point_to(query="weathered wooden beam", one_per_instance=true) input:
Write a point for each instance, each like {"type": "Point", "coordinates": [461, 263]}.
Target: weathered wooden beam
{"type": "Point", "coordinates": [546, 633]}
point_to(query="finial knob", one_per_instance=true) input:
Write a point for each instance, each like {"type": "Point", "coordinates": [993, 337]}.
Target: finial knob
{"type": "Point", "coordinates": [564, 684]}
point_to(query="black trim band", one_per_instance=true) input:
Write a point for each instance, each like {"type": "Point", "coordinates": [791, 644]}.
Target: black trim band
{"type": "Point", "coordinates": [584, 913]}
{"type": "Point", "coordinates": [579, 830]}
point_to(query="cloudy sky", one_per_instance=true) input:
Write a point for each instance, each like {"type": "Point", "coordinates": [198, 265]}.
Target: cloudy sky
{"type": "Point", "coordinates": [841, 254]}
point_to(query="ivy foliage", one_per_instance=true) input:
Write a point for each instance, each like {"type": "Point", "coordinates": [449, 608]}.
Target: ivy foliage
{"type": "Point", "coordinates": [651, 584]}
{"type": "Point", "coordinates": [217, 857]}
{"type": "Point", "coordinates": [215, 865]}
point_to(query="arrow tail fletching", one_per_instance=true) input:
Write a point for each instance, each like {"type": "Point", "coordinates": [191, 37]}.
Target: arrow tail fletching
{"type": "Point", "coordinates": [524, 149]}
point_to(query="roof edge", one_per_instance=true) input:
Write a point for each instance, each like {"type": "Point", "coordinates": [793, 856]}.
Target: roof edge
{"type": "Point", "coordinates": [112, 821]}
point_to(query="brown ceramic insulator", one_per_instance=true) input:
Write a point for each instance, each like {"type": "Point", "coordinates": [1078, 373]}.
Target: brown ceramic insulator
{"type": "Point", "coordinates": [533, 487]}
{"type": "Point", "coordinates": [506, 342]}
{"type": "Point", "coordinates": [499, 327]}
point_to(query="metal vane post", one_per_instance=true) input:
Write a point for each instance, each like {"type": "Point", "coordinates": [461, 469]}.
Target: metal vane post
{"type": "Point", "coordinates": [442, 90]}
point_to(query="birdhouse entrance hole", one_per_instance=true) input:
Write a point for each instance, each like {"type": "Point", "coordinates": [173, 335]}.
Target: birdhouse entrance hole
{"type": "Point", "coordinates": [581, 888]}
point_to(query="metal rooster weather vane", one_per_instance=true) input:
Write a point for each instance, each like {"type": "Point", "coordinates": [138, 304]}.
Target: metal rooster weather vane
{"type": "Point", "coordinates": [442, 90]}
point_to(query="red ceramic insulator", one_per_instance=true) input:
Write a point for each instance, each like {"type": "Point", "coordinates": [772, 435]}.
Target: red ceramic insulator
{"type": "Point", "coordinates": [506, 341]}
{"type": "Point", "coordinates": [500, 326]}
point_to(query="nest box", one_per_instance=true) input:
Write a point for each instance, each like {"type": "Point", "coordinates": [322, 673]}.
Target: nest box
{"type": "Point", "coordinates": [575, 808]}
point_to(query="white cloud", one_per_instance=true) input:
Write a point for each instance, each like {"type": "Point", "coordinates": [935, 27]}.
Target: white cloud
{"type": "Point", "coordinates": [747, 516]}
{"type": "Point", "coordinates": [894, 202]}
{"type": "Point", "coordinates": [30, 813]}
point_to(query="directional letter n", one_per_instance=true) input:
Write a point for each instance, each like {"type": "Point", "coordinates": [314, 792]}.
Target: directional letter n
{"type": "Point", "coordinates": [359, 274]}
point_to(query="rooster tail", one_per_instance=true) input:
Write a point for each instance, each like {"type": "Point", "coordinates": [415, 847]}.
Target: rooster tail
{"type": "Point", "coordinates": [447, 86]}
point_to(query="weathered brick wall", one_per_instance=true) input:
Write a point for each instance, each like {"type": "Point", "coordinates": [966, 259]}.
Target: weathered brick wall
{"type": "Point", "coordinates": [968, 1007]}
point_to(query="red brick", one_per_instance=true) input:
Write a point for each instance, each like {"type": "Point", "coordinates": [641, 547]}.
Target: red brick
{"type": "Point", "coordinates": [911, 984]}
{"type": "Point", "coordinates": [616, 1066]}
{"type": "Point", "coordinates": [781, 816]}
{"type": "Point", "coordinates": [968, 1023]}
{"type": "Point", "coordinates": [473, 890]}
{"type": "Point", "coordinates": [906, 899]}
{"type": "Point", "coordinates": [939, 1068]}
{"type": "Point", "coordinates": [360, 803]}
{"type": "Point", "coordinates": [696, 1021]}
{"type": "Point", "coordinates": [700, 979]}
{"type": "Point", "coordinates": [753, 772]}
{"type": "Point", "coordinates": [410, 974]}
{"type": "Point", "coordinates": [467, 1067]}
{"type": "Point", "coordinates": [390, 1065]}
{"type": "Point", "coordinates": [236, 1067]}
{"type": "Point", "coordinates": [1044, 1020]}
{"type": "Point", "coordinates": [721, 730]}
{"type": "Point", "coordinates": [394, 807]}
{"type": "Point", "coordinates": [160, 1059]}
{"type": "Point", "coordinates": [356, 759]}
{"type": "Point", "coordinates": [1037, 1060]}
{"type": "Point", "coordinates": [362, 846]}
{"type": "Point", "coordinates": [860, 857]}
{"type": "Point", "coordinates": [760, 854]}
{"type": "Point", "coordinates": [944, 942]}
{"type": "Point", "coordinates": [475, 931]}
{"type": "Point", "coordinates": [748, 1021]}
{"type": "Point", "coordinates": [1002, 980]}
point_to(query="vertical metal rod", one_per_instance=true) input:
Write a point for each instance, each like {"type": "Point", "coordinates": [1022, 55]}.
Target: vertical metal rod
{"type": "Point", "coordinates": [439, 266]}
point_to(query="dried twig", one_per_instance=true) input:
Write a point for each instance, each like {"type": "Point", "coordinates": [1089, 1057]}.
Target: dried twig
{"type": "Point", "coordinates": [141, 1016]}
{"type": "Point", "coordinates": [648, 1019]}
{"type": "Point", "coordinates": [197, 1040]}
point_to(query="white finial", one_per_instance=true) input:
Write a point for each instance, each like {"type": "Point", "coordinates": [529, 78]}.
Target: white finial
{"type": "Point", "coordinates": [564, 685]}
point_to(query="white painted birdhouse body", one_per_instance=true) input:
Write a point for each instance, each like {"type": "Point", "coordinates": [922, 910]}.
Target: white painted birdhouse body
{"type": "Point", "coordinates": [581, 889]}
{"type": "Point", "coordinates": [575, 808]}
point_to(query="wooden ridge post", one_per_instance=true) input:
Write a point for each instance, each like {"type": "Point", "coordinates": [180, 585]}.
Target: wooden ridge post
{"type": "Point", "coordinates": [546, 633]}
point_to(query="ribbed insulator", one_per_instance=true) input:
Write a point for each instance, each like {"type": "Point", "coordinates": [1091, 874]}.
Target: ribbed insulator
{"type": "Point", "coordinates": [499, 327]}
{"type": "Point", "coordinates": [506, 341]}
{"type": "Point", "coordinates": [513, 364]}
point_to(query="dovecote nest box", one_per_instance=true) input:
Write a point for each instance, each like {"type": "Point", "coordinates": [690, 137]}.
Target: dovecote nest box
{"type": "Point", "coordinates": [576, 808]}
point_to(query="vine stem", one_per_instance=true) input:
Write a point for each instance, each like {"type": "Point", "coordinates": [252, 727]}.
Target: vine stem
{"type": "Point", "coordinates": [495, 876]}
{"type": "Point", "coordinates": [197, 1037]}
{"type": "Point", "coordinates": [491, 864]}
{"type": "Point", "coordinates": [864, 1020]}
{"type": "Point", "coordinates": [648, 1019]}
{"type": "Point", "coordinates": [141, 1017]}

******************************

**Exercise objective**
Transcribe all of the material without omitting a line.

**Exercise response**
point_to(query="weathered wooden beam", one_per_instance=true) input:
Write a point for each instance, each like {"type": "Point", "coordinates": [461, 263]}.
Target: weathered wooden beam
{"type": "Point", "coordinates": [546, 633]}
point_to(query="finial knob", one_per_instance=true) input:
Write a point for each instance, each like {"type": "Point", "coordinates": [993, 337]}.
Target: finial knob
{"type": "Point", "coordinates": [564, 684]}
point_to(query="black trim band", one_per_instance=true) input:
Write a point for each instance, each like {"type": "Point", "coordinates": [791, 644]}.
Target: black trim band
{"type": "Point", "coordinates": [584, 913]}
{"type": "Point", "coordinates": [579, 830]}
point_to(query="cloudy sky", one_per_instance=true) input:
Write a point for each instance, each like {"type": "Point", "coordinates": [198, 265]}.
Target: cloudy sky
{"type": "Point", "coordinates": [841, 254]}
point_to(query="ivy foliage", one_per_instance=true) input:
Write a point for each instance, each like {"type": "Point", "coordinates": [449, 608]}.
Target: ivy foliage
{"type": "Point", "coordinates": [651, 584]}
{"type": "Point", "coordinates": [217, 857]}
{"type": "Point", "coordinates": [215, 865]}
point_to(query="arrow tail fletching", one_per_instance=true) input:
Write a point for each instance, each like {"type": "Point", "coordinates": [191, 37]}.
Target: arrow tail fletching
{"type": "Point", "coordinates": [524, 149]}
point_to(query="roof edge", one_per_instance=true) input:
Write a point for each instance, each like {"type": "Point", "coordinates": [793, 856]}.
Target: roof edge
{"type": "Point", "coordinates": [112, 821]}
point_to(query="brown ceramic insulator", one_per_instance=true) input:
Write a point for each instance, each like {"type": "Point", "coordinates": [1078, 373]}.
Target: brown ceramic insulator
{"type": "Point", "coordinates": [533, 487]}
{"type": "Point", "coordinates": [506, 342]}
{"type": "Point", "coordinates": [499, 327]}
point_to(query="metal vane post", one_per_instance=true) input:
Write a point for each instance, each like {"type": "Point", "coordinates": [461, 469]}.
Target: metal vane post
{"type": "Point", "coordinates": [442, 90]}
point_to(query="birdhouse entrance hole", one_per_instance=true) input:
Write a point for each instance, each like {"type": "Point", "coordinates": [173, 335]}.
Target: birdhouse entrance hole
{"type": "Point", "coordinates": [581, 888]}
point_to(query="metal rooster weather vane", one_per_instance=true) input:
Write a point for each instance, each like {"type": "Point", "coordinates": [138, 304]}.
Target: metal rooster weather vane
{"type": "Point", "coordinates": [442, 90]}
point_to(query="red ceramic insulator", one_per_instance=true) input:
Write a point for each instance, each like {"type": "Point", "coordinates": [772, 435]}.
Target: red ceramic insulator
{"type": "Point", "coordinates": [506, 341]}
{"type": "Point", "coordinates": [500, 326]}
point_to(query="nest box", one_per_instance=true) input:
Write a point for each instance, each like {"type": "Point", "coordinates": [322, 673]}.
Target: nest box
{"type": "Point", "coordinates": [575, 808]}
point_to(query="white cloud", one_per_instance=true) input:
Write a point for each instance, each like {"type": "Point", "coordinates": [935, 27]}.
Target: white cloud
{"type": "Point", "coordinates": [747, 516]}
{"type": "Point", "coordinates": [894, 202]}
{"type": "Point", "coordinates": [30, 813]}
point_to(query="directional letter n", one_per_instance=true) input:
Write a point for each instance, each like {"type": "Point", "coordinates": [314, 792]}.
Target: directional letter n
{"type": "Point", "coordinates": [359, 274]}
point_to(query="rooster tail", one_per_instance=true) input:
Write a point for each instance, each like {"type": "Point", "coordinates": [415, 847]}.
Target: rooster tail
{"type": "Point", "coordinates": [447, 86]}
point_to(query="weathered brick wall", one_per_instance=true) input:
Write a point for each instance, each like {"type": "Point", "coordinates": [966, 259]}.
Target: weathered brick wall
{"type": "Point", "coordinates": [968, 1007]}
point_to(query="red brick", one_per_instance=true) input:
Write a point for each instance, each like {"type": "Point", "coordinates": [641, 547]}.
Target: red brick
{"type": "Point", "coordinates": [911, 984]}
{"type": "Point", "coordinates": [616, 1066]}
{"type": "Point", "coordinates": [781, 816]}
{"type": "Point", "coordinates": [968, 1023]}
{"type": "Point", "coordinates": [473, 890]}
{"type": "Point", "coordinates": [906, 899]}
{"type": "Point", "coordinates": [939, 1068]}
{"type": "Point", "coordinates": [360, 803]}
{"type": "Point", "coordinates": [696, 1021]}
{"type": "Point", "coordinates": [700, 979]}
{"type": "Point", "coordinates": [753, 772]}
{"type": "Point", "coordinates": [410, 974]}
{"type": "Point", "coordinates": [467, 1067]}
{"type": "Point", "coordinates": [390, 1065]}
{"type": "Point", "coordinates": [236, 1067]}
{"type": "Point", "coordinates": [1044, 1020]}
{"type": "Point", "coordinates": [721, 730]}
{"type": "Point", "coordinates": [394, 807]}
{"type": "Point", "coordinates": [160, 1059]}
{"type": "Point", "coordinates": [356, 759]}
{"type": "Point", "coordinates": [1037, 1060]}
{"type": "Point", "coordinates": [362, 846]}
{"type": "Point", "coordinates": [860, 857]}
{"type": "Point", "coordinates": [760, 854]}
{"type": "Point", "coordinates": [944, 942]}
{"type": "Point", "coordinates": [475, 931]}
{"type": "Point", "coordinates": [748, 1021]}
{"type": "Point", "coordinates": [1002, 980]}
point_to(query="vertical metal rod", one_per_instance=true) input:
Write a point for each instance, each like {"type": "Point", "coordinates": [1022, 55]}.
Target: vertical metal rod
{"type": "Point", "coordinates": [439, 266]}
point_to(query="dried twig", one_per_instance=true) input:
Write a point for each instance, each like {"type": "Point", "coordinates": [1089, 1057]}.
Target: dried twig
{"type": "Point", "coordinates": [141, 1016]}
{"type": "Point", "coordinates": [648, 1019]}
{"type": "Point", "coordinates": [197, 1040]}
point_to(query="white finial", one_per_instance=true) input:
Write a point for each instance, each like {"type": "Point", "coordinates": [529, 78]}.
Target: white finial
{"type": "Point", "coordinates": [564, 685]}
point_to(query="white painted birdhouse body", one_per_instance=true) input:
Write a point for each instance, each like {"type": "Point", "coordinates": [922, 910]}.
Target: white painted birdhouse body
{"type": "Point", "coordinates": [581, 889]}
{"type": "Point", "coordinates": [575, 808]}
point_to(query="wooden ridge post", one_per_instance=true) input:
Write a point for each instance, each like {"type": "Point", "coordinates": [180, 585]}.
Target: wooden ridge post
{"type": "Point", "coordinates": [546, 633]}
point_to(query="ribbed insulator", one_per_instance=true) input:
Write a point for each instance, each like {"type": "Point", "coordinates": [1091, 874]}.
Target: ribbed insulator
{"type": "Point", "coordinates": [499, 327]}
{"type": "Point", "coordinates": [506, 341]}
{"type": "Point", "coordinates": [513, 364]}
point_to(query="dovecote nest box", one_per_instance=true) input:
Write a point for each instance, each like {"type": "Point", "coordinates": [690, 137]}.
Target: dovecote nest box
{"type": "Point", "coordinates": [576, 808]}
point_to(query="vine stem", one_per_instance=true) input:
Write a point for each instance, each like {"type": "Point", "coordinates": [252, 727]}.
Target: vine stem
{"type": "Point", "coordinates": [495, 876]}
{"type": "Point", "coordinates": [197, 1037]}
{"type": "Point", "coordinates": [491, 864]}
{"type": "Point", "coordinates": [864, 1020]}
{"type": "Point", "coordinates": [648, 1019]}
{"type": "Point", "coordinates": [141, 1017]}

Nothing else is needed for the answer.